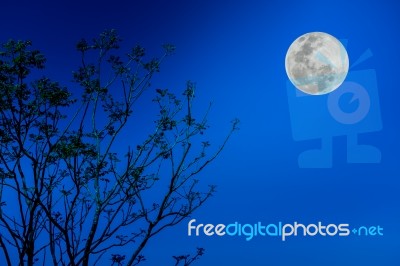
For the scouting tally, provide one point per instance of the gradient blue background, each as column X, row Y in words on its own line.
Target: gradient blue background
column 234, row 51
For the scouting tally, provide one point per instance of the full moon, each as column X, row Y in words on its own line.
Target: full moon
column 316, row 63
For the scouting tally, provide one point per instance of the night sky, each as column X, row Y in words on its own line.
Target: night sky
column 235, row 52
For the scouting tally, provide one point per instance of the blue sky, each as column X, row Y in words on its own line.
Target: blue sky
column 235, row 51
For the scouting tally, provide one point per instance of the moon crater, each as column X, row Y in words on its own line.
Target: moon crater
column 316, row 63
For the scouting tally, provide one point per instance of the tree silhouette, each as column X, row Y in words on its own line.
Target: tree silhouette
column 68, row 194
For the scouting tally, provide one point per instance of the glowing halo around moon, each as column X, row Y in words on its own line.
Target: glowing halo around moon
column 317, row 63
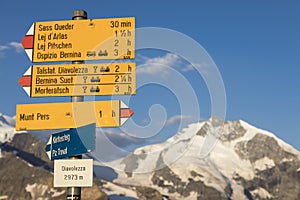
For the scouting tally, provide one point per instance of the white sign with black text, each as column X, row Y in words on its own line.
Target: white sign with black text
column 73, row 173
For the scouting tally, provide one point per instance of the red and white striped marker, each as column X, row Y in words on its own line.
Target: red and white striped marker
column 27, row 42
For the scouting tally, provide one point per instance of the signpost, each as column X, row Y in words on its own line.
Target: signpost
column 73, row 173
column 80, row 79
column 77, row 40
column 71, row 115
column 71, row 142
column 85, row 39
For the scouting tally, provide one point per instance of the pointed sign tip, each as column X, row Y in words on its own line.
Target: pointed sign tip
column 25, row 81
column 126, row 112
column 27, row 42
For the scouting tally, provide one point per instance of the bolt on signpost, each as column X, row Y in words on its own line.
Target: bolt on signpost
column 77, row 40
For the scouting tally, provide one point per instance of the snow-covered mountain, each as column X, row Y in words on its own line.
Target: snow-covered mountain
column 215, row 160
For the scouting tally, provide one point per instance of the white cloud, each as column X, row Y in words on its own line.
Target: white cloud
column 177, row 119
column 158, row 65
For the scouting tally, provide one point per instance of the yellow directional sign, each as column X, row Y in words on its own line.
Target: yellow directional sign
column 92, row 39
column 71, row 115
column 80, row 79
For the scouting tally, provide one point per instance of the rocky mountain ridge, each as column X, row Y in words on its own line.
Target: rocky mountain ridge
column 215, row 160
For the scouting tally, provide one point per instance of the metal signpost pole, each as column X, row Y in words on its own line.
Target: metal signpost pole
column 74, row 193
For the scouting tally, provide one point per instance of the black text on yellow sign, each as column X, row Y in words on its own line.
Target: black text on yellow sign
column 92, row 39
column 80, row 79
column 67, row 115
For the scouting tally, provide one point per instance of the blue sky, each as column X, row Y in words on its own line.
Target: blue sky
column 255, row 47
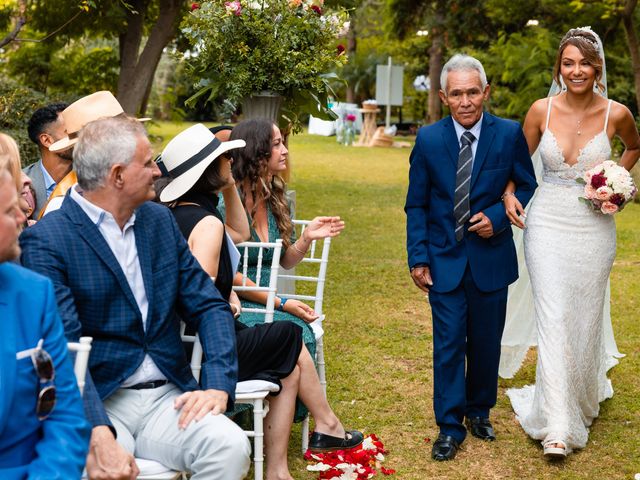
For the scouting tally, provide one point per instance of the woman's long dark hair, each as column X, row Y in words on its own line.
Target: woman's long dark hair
column 250, row 170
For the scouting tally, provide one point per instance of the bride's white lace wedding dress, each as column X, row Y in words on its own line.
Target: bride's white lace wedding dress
column 569, row 250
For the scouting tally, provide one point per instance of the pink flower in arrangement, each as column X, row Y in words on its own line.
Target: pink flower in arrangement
column 233, row 7
column 603, row 193
column 617, row 199
column 598, row 180
column 609, row 208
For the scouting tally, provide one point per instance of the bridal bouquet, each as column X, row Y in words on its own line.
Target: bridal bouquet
column 608, row 187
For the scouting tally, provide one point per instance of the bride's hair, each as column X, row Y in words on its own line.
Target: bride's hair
column 587, row 43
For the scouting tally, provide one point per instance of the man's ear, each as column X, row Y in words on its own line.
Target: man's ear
column 487, row 92
column 116, row 175
column 46, row 140
column 443, row 97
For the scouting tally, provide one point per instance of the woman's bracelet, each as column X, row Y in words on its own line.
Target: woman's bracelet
column 295, row 247
column 281, row 306
column 505, row 194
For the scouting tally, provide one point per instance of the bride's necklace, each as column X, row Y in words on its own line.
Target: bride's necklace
column 584, row 114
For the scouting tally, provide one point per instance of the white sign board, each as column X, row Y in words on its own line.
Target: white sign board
column 382, row 85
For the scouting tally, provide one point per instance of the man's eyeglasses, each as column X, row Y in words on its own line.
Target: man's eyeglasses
column 43, row 364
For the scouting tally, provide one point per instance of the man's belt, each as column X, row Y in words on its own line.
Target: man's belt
column 148, row 385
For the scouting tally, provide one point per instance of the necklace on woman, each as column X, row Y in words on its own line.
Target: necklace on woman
column 584, row 114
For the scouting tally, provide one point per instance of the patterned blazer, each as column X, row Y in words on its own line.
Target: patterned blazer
column 95, row 300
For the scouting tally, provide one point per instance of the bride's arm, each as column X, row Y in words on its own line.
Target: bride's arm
column 531, row 129
column 628, row 132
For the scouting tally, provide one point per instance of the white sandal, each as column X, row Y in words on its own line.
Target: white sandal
column 552, row 450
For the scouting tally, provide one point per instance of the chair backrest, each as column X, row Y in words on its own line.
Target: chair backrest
column 317, row 259
column 252, row 255
column 82, row 349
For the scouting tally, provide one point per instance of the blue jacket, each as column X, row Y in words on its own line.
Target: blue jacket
column 95, row 300
column 56, row 447
column 501, row 155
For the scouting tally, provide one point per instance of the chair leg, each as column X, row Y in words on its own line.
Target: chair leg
column 258, row 439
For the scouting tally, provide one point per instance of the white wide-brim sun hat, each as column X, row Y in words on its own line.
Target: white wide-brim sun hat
column 187, row 156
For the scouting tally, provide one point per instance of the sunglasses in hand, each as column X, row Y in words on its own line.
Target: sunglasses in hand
column 43, row 365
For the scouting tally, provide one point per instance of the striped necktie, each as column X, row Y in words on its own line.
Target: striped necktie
column 461, row 210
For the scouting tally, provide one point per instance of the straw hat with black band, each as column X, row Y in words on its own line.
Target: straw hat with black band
column 187, row 156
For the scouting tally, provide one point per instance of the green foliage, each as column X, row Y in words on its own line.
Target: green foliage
column 79, row 68
column 519, row 69
column 17, row 104
column 285, row 47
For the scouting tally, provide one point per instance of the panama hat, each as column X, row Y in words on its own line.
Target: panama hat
column 187, row 156
column 87, row 109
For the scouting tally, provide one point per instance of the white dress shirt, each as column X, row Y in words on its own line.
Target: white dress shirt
column 123, row 245
column 475, row 130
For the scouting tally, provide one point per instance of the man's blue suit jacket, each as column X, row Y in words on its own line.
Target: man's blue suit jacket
column 501, row 155
column 29, row 448
column 95, row 300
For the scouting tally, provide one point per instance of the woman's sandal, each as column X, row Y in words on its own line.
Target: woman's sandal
column 321, row 442
column 555, row 449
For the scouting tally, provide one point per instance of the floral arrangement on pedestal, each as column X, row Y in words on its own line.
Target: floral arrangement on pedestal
column 284, row 47
column 346, row 129
column 608, row 187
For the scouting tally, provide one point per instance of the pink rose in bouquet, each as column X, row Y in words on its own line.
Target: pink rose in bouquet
column 608, row 187
column 609, row 208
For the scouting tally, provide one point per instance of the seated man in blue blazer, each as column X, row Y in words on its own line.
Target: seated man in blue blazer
column 123, row 274
column 460, row 246
column 38, row 438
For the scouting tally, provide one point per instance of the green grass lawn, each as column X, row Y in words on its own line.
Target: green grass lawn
column 378, row 342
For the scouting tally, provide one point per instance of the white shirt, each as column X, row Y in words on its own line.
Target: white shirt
column 475, row 130
column 123, row 245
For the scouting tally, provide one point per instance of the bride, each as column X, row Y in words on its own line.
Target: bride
column 569, row 248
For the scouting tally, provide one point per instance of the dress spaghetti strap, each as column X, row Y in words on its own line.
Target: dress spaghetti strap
column 548, row 114
column 606, row 120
☆ ☆ ☆ ☆ ☆ ☆ ☆
**Work to complete**
Turn every line of the records above into a JSON list of strings, one string per line, with blank lines dropped. Don't include the pictures.

**The response**
[
  "For the scouting tally, provide one point per instance of the gradient blue background, each as column X, row Y in words on its own line.",
  "Target: gradient blue background",
  "column 234, row 51",
  "For the scouting tally, provide one point per instance of the full moon, each as column X, row Y in words on its own line.",
  "Target: full moon",
  "column 316, row 63",
  "For the scouting tally, provide one point per instance of the night sky, each as column X, row Y in words on its own line.",
  "Target: night sky",
  "column 235, row 52",
  "For the scouting tally, provide one point per instance of the blue sky, each as column X, row Y in words on its own line.",
  "Target: blue sky",
  "column 235, row 51",
  "For the scouting tally, provide one point per instance of the moon crater, each as column X, row Y in words on its own line.",
  "Target: moon crater",
  "column 316, row 63",
  "For the scouting tally, provide one point per instance of the tree silhouette, each as column X, row Y in words on its own line.",
  "Target: tree silhouette",
  "column 68, row 194",
  "For the scouting tally, provide one point per instance of the glowing halo around moon, each as column X, row Y in words on its own line.",
  "Target: glowing halo around moon",
  "column 317, row 63",
  "For the scouting tally, provide one point per instance of the white sign with black text, each as column X, row Y in words on its own line.",
  "Target: white sign with black text",
  "column 73, row 173",
  "For the scouting tally, provide one point per instance of the red and white striped marker, each as column X, row Y in words on its own line.",
  "Target: red and white striped marker",
  "column 27, row 42",
  "For the scouting tally, provide one point per instance of the signpost, each as column X, row Y in words on its own line.",
  "Target: signpost",
  "column 73, row 173",
  "column 80, row 79",
  "column 77, row 40",
  "column 71, row 115",
  "column 71, row 142",
  "column 85, row 39",
  "For the scouting tally, provide one point per instance of the pointed sign tip, each as column X, row Y in words on its own line.",
  "Target: pointed sign tip",
  "column 25, row 81",
  "column 126, row 112",
  "column 27, row 42",
  "For the scouting tally, provide one point per instance of the bolt on signpost, each as column X, row Y in words on its own line.",
  "Target: bolt on signpost",
  "column 77, row 40",
  "For the scouting tally, provide one point per instance of the snow-covered mountain, each as column X, row Y in words on its own line.",
  "Target: snow-covered mountain",
  "column 215, row 160",
  "For the scouting tally, provide one point per instance of the white cloud, each as column X, row Y in words on its own line.",
  "Target: white cloud",
  "column 177, row 119",
  "column 158, row 65",
  "For the scouting tally, provide one point per instance of the yellow directional sign, each as column X, row Y in words on its own line.",
  "Target: yellow directional sign",
  "column 92, row 39",
  "column 71, row 115",
  "column 80, row 79",
  "For the scouting tally, provide one point per instance of the rocky mountain ridge, each as column X, row Y in words on its own line.",
  "Target: rocky mountain ridge",
  "column 215, row 160",
  "For the scouting tally, provide one point per instance of the metal signpost pole, each as column X, row Y in words on its own line.",
  "Target: metal signpost pole",
  "column 74, row 193",
  "For the scouting tally, provide one point per instance of the black text on yellow sign, each as column X, row Y in words on its own line.",
  "Target: black text on yellow sign",
  "column 92, row 39",
  "column 80, row 79",
  "column 67, row 115",
  "For the scouting tally, provide one point per instance of the blue sky, each as column X, row Y in words on its own line.",
  "Target: blue sky",
  "column 255, row 47",
  "For the scouting tally, provide one point per instance of the woman's long dark hair, each as column X, row Y in words on its own line.",
  "Target: woman's long dark hair",
  "column 250, row 170",
  "For the scouting tally, provide one point per instance of the bride's white lace wedding dress, each as column X, row Y in words on its own line.",
  "Target: bride's white lace wedding dress",
  "column 569, row 250",
  "For the scouting tally, provide one point per instance of the pink flower in arrangement, each as column X, row Y in words on its own line.",
  "Target: pink flower in arrangement",
  "column 233, row 7",
  "column 603, row 193",
  "column 617, row 199",
  "column 598, row 180",
  "column 609, row 208",
  "For the scouting tally, provide one point per instance of the bridal bouquet, each as column X, row Y in words on its own line.",
  "Target: bridal bouquet",
  "column 608, row 187",
  "For the scouting tally, provide one point per instance of the bride's hair, each as column X, row Y in words on its own line.",
  "Target: bride's hair",
  "column 587, row 43",
  "For the scouting tally, provide one point per instance of the man's ear, each as column X, row Y in words on its own line.",
  "Target: man's ear",
  "column 487, row 92",
  "column 116, row 175",
  "column 46, row 140",
  "column 443, row 97",
  "For the scouting tally, provide one point per instance of the woman's bracelet, each as column X, row Y in words on its own line.",
  "Target: woman's bracelet",
  "column 295, row 247",
  "column 281, row 306",
  "column 505, row 194",
  "For the scouting tally, provide one point per instance of the bride's necklace, each as column X, row Y in words on its own line.",
  "Target: bride's necklace",
  "column 584, row 114",
  "For the scouting tally, provide one point per instance of the white sign board, each as column X, row Y in words on its own line.",
  "Target: white sign board",
  "column 382, row 85",
  "For the scouting tally, provide one point per instance of the man's eyeglasses, each as column X, row Y in words on its own line.",
  "Target: man's eyeglasses",
  "column 43, row 364",
  "For the scouting tally, provide one point per instance of the man's belt, each as column X, row Y in words on its own line.",
  "Target: man's belt",
  "column 148, row 385",
  "For the scouting tally, provide one point per instance of the necklace on woman, each as column X, row Y in words on its own line.",
  "Target: necklace on woman",
  "column 584, row 114",
  "For the scouting tally, provide one point per instance of the patterned blazer, each as column X, row Y in words on its own line.",
  "Target: patterned blazer",
  "column 95, row 300",
  "For the scouting tally, provide one point per instance of the bride's arm, each as column X, row Y in words on its own line.",
  "Target: bride's arm",
  "column 531, row 129",
  "column 628, row 132",
  "For the scouting tally, provide one point per instance of the white sandal, each as column X, row Y in words on its own line.",
  "Target: white sandal",
  "column 552, row 450",
  "For the scouting tally, provide one point per instance of the chair backrest, each as column X, row Y in words on its own line.",
  "Target: chair backrest",
  "column 317, row 259",
  "column 252, row 255",
  "column 82, row 349",
  "For the scouting tally, provide one point per instance of the blue jacket, each as column X, row Y in words on its own line.",
  "Target: blue jacket",
  "column 95, row 300",
  "column 56, row 447",
  "column 501, row 155",
  "For the scouting tally, provide one point per instance of the chair leg, each as column X, row Y in words on its own line.",
  "Target: chair leg",
  "column 258, row 439",
  "For the scouting tally, provide one point per instance of the white wide-brim sun hat, each as column X, row Y in words on its own line.",
  "Target: white wide-brim sun hat",
  "column 187, row 156",
  "For the scouting tally, provide one point per instance of the sunglasses in hand, each as column X, row Y in words on its own line.",
  "Target: sunglasses in hand",
  "column 43, row 365",
  "For the scouting tally, provide one point per instance of the striped necktie, each as column X, row Y in words on its own line.",
  "Target: striped necktie",
  "column 461, row 210",
  "For the scouting tally, provide one point per instance of the straw hat with black band, each as column X, row Y in words on its own line.",
  "Target: straw hat with black band",
  "column 187, row 156",
  "For the scouting tally, provide one point per instance of the green foliage, each as column X, row Y in words on its own line.",
  "Target: green foliage",
  "column 79, row 68",
  "column 519, row 69",
  "column 17, row 104",
  "column 285, row 47",
  "For the scouting tally, provide one point per instance of the panama hat, each as column X, row Y in words on its own line.",
  "Target: panama hat",
  "column 187, row 156",
  "column 87, row 109",
  "For the scouting tally, provide one point per instance of the white dress shirt, each as column X, row Y in words on its own line.",
  "Target: white dress shirt",
  "column 123, row 245",
  "column 475, row 130",
  "For the scouting tally, provide one point per instance of the man's blue suit jacket, each as column X, row Y in words on its own line.",
  "Target: man's blue suit jacket",
  "column 501, row 155",
  "column 29, row 448",
  "column 95, row 300",
  "For the scouting tally, provide one point per instance of the woman's sandal, each as column X, row Y in words on its own line.",
  "Target: woman's sandal",
  "column 321, row 442",
  "column 555, row 449",
  "For the scouting tally, provide one point per instance of the floral arrangement on pedestal, each as column X, row Y in words on its own line.",
  "Target: floral arrangement on pedestal",
  "column 284, row 47",
  "column 346, row 129",
  "column 608, row 187",
  "For the scouting tally, provide one point per instance of the pink rose in bouquet, each as column X, row Y in words on its own line.",
  "Target: pink rose in bouquet",
  "column 608, row 187",
  "column 609, row 208",
  "For the scouting tally, provide one point per instance of the seated man in blue blazer, each as column X, row Y in words on its own line.",
  "Target: seated man in blue blazer",
  "column 123, row 274",
  "column 460, row 246",
  "column 38, row 438",
  "For the scouting tally, provide one point per instance of the green grass lawn, each as column X, row Y in words on its own line.",
  "Target: green grass lawn",
  "column 378, row 342",
  "For the scouting tally, provide one point per instance of the white shirt, each as column X, row Y in words on its own line.",
  "Target: white shirt",
  "column 475, row 130",
  "column 123, row 245",
  "For the scouting tally, provide one point per instance of the bride, each as column X, row Y in words on its own line.",
  "Target: bride",
  "column 569, row 248",
  "For the scouting tally, provide one point per instance of the dress spaghetti strap, each as column X, row Y in words on its own line.",
  "Target: dress spaghetti strap",
  "column 548, row 114",
  "column 606, row 120"
]